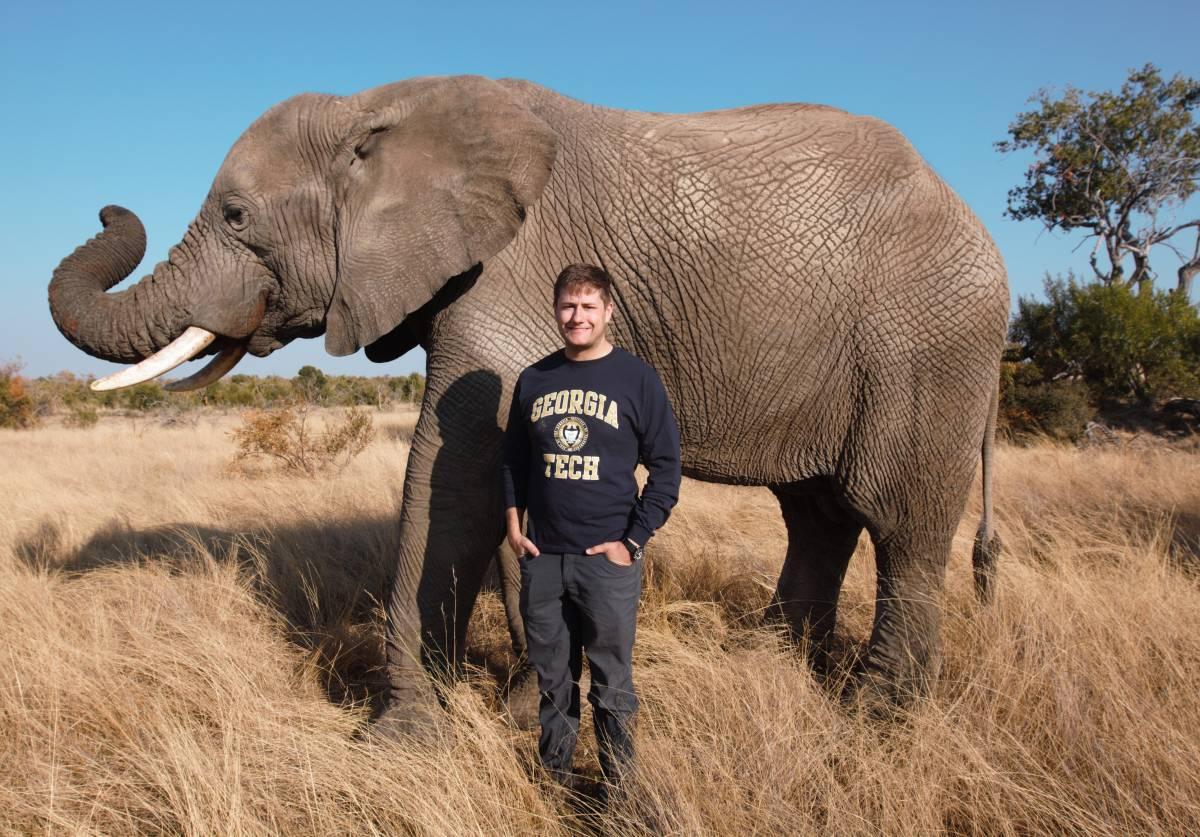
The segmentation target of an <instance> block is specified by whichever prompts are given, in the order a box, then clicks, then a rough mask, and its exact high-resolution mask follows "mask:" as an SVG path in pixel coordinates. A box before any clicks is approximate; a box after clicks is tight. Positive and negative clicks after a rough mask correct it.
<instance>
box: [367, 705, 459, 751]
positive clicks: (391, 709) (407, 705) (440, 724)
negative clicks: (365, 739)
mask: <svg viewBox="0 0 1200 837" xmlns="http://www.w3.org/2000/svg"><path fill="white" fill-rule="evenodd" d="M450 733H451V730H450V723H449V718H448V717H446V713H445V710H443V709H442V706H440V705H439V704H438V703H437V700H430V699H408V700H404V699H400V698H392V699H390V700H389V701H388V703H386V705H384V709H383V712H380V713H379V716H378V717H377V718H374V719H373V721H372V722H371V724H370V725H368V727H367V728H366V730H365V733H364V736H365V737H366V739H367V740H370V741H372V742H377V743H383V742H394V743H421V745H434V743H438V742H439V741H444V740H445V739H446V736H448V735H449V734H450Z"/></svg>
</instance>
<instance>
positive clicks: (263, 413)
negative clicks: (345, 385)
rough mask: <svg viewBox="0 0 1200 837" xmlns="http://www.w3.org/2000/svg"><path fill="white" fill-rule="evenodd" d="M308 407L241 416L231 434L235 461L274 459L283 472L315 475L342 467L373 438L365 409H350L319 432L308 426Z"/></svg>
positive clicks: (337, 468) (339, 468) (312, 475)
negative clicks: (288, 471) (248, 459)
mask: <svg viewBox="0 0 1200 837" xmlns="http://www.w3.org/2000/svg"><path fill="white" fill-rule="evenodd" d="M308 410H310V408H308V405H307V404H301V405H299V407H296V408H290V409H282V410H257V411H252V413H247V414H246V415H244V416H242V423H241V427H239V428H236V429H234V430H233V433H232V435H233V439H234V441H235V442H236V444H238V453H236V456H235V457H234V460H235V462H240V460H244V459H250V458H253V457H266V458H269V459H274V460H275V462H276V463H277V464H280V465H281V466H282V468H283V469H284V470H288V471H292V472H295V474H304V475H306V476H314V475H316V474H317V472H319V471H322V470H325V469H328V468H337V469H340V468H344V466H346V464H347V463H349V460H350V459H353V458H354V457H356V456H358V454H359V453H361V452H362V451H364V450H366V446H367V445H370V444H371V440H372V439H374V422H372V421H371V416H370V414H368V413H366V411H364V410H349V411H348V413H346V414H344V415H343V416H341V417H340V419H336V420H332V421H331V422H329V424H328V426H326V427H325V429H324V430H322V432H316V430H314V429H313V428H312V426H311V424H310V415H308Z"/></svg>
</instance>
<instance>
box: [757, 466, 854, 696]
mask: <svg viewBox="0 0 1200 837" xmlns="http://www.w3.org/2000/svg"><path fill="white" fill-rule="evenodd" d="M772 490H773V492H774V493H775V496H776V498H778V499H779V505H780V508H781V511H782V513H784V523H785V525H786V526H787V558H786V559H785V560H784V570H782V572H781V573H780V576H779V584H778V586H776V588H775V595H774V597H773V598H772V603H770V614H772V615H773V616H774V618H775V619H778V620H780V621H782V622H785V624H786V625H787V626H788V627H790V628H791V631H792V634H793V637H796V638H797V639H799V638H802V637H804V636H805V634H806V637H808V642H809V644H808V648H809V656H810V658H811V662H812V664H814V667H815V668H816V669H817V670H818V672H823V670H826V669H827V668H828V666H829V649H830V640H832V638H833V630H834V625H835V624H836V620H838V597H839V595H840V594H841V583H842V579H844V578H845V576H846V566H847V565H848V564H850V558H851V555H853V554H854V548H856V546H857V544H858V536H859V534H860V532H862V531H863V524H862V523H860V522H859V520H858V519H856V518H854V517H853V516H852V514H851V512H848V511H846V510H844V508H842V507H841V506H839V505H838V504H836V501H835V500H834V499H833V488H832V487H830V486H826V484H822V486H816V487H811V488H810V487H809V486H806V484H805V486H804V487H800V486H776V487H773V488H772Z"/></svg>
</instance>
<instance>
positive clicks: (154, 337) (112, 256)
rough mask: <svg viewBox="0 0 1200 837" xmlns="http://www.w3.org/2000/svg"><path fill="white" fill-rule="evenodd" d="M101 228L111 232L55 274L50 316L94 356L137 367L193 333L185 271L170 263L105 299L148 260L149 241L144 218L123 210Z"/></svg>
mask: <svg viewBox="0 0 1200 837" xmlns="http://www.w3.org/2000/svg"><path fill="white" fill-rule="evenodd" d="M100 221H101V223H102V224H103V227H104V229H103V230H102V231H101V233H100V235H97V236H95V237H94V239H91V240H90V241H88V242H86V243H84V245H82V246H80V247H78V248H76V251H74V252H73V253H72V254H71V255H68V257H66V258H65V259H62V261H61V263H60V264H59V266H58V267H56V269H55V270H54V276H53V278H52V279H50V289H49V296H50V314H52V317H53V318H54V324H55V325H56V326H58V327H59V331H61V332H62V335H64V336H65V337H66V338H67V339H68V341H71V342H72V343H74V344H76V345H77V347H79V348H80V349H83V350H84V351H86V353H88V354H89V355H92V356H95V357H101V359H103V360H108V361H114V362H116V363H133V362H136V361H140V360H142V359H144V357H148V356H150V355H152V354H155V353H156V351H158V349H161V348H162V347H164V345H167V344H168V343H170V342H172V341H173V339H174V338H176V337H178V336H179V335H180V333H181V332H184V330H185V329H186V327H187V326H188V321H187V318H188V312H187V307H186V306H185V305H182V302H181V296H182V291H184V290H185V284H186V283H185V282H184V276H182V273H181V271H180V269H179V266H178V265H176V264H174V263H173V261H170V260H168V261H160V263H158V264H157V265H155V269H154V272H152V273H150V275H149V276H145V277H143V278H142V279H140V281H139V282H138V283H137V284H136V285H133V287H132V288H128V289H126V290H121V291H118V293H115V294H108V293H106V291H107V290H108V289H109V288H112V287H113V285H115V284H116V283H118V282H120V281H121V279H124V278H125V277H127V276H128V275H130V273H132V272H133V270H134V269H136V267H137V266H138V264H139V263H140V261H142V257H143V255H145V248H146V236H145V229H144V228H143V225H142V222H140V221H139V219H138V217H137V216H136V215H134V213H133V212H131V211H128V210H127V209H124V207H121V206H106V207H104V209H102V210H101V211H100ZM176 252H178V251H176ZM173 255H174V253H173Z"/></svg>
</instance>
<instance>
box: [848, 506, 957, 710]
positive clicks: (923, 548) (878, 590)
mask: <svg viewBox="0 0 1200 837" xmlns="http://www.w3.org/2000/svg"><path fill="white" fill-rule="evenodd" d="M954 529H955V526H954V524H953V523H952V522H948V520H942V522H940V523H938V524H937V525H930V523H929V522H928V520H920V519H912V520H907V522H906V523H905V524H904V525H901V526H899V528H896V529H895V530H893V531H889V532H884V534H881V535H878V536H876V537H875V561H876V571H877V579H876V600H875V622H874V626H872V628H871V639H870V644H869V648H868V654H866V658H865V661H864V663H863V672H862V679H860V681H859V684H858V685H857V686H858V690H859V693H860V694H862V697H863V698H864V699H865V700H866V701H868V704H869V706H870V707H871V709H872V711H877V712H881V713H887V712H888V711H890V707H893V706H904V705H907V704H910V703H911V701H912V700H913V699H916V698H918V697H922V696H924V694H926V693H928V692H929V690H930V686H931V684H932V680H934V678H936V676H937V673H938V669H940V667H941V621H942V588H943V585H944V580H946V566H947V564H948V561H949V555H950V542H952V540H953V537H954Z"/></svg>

--------------------------------

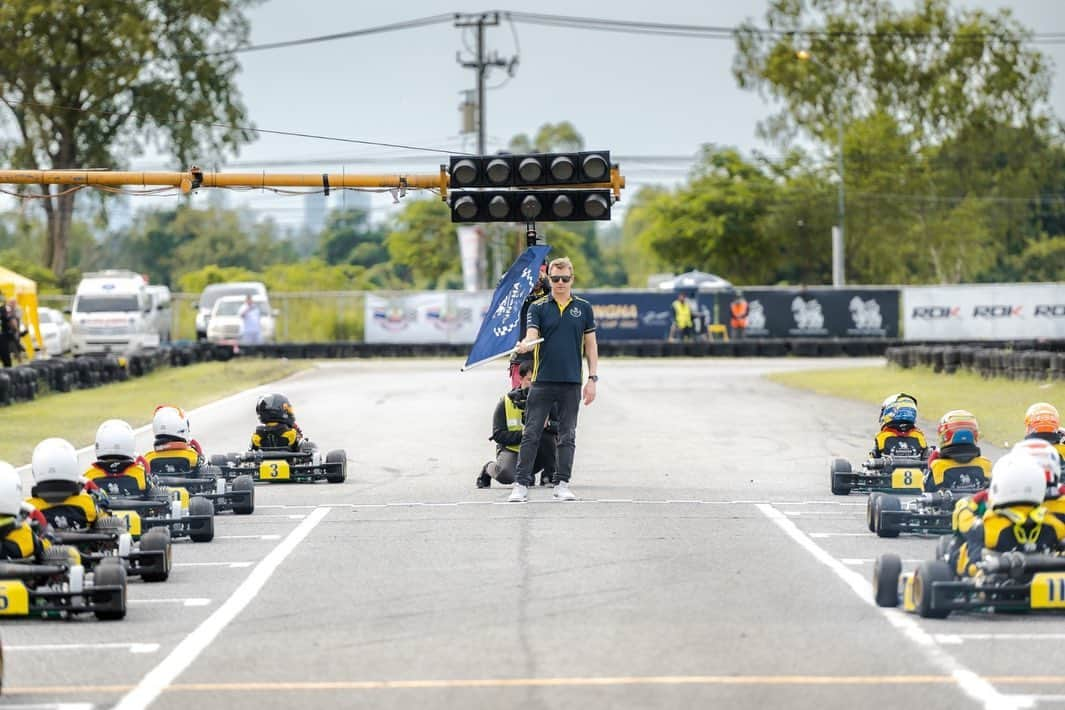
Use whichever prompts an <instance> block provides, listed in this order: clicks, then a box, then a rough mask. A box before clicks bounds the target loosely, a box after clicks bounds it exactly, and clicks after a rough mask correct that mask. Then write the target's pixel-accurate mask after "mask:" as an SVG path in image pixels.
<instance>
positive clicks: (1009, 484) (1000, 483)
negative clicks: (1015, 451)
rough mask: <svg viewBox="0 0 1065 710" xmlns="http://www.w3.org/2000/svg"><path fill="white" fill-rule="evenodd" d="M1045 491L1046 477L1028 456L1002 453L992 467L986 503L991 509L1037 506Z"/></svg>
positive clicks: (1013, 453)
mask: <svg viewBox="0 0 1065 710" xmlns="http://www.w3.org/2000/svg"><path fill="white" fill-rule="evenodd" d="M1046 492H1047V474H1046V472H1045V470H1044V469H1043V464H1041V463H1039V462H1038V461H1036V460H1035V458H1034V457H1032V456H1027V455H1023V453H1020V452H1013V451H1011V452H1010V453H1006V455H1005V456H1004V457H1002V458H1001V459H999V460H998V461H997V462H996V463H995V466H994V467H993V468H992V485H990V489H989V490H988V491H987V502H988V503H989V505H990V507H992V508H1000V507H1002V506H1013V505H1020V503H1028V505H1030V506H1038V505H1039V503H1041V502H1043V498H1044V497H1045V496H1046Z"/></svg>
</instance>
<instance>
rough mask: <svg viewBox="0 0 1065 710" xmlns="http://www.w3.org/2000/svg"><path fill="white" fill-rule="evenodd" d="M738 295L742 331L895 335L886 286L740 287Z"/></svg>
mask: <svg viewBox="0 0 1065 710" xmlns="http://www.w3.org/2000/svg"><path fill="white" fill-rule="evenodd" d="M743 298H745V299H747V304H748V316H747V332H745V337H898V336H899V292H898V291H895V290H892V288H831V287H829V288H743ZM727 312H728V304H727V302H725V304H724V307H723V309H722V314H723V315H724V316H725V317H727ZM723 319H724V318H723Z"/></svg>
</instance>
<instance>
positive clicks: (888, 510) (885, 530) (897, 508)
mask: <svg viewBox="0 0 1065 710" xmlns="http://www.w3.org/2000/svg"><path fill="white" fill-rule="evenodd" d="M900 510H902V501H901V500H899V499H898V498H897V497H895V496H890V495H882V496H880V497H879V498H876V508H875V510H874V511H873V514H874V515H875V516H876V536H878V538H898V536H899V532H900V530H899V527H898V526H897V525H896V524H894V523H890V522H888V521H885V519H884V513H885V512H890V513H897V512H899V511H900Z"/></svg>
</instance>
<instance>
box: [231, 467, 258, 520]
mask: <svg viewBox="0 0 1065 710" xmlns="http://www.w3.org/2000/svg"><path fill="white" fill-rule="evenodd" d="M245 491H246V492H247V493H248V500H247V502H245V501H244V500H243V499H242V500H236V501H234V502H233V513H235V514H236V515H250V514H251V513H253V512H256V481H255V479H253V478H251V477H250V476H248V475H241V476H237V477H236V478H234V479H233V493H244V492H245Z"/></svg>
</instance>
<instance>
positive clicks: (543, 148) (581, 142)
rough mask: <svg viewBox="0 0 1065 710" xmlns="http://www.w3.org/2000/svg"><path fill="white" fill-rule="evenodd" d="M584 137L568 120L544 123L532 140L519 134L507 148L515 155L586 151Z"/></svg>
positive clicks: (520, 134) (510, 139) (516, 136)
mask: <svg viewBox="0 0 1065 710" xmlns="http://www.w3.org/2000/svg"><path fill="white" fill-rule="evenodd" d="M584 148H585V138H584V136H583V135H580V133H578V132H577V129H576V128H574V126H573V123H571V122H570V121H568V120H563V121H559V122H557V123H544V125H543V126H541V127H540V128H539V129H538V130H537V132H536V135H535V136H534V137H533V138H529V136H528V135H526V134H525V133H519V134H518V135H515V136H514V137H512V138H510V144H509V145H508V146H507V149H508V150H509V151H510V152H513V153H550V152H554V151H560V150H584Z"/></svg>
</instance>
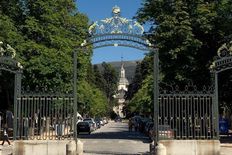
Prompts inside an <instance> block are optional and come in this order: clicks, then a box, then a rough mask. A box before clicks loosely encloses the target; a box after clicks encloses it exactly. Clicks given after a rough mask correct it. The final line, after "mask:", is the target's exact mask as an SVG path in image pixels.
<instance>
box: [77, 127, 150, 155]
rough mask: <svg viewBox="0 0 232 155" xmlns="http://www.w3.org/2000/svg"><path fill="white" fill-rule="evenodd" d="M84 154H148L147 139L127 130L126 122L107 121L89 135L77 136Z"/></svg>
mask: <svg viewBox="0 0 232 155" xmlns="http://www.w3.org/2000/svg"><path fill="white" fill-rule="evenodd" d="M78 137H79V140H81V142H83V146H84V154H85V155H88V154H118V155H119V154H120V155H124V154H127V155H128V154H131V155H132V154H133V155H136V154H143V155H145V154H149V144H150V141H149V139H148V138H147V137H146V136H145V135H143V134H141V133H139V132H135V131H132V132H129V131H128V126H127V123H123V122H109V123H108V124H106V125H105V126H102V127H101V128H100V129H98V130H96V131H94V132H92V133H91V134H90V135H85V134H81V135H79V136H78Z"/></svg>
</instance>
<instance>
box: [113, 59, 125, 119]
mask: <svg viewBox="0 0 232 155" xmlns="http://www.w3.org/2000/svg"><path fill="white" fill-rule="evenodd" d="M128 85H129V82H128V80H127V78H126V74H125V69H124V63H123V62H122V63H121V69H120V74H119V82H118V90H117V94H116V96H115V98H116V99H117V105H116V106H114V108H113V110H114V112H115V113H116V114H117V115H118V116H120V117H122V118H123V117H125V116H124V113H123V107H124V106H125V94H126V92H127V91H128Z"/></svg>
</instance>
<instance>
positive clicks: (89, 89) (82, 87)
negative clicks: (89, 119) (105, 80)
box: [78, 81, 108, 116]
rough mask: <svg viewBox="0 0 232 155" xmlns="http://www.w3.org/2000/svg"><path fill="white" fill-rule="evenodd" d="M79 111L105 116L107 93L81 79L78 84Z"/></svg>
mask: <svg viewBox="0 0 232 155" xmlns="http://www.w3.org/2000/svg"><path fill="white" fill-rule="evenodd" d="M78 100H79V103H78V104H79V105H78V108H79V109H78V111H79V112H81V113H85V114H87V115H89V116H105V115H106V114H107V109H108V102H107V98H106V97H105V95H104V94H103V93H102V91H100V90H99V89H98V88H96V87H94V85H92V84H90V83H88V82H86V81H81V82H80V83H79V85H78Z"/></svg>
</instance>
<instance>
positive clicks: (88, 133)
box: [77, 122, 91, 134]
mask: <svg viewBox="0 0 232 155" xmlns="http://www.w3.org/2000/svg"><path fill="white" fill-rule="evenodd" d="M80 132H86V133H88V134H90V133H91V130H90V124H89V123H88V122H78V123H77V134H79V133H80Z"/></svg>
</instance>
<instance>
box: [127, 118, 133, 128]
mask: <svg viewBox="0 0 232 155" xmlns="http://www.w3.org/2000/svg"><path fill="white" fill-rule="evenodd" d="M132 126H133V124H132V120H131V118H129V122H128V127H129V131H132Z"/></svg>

--------------------------------

Among the lines of the listing above, count those that hold the string "exactly", giving the count alone.

2